» **Given request**: Quote the listing below word for word, omitting the pictures.

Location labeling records
--- start ---
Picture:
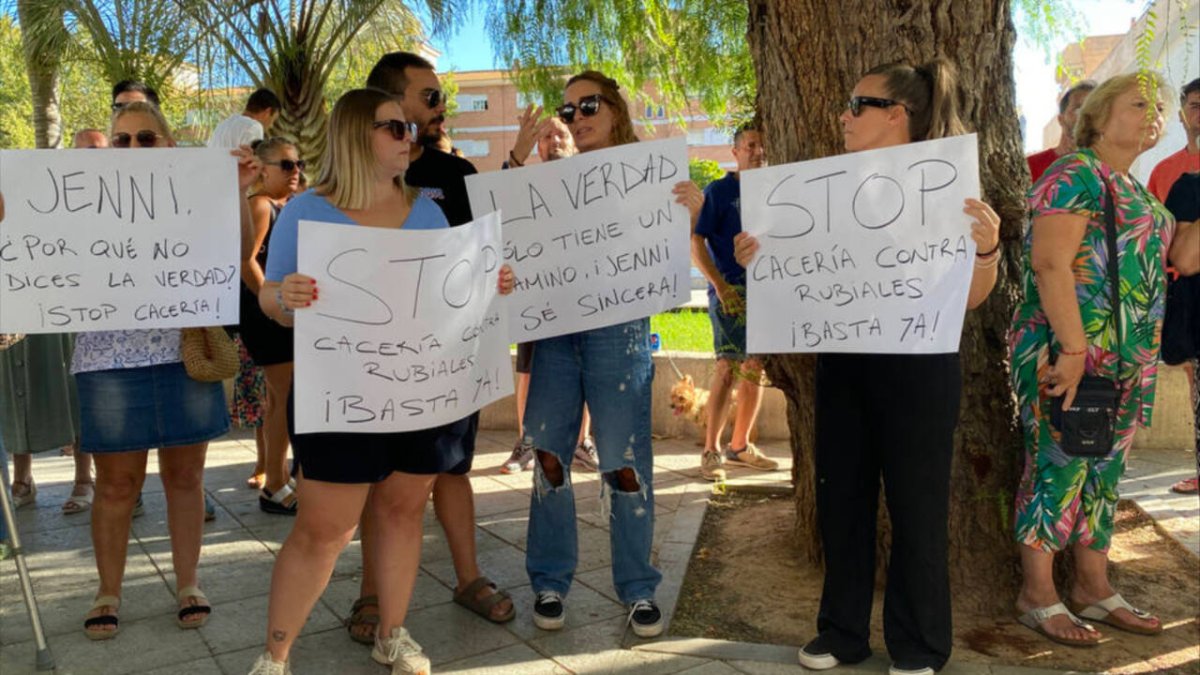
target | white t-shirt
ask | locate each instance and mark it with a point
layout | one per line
(235, 131)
--- end ---
» **Solution to the problem**:
Picture:
target | white t-shirt
ask | locate each instance and mark it with a point
layout | one per line
(235, 131)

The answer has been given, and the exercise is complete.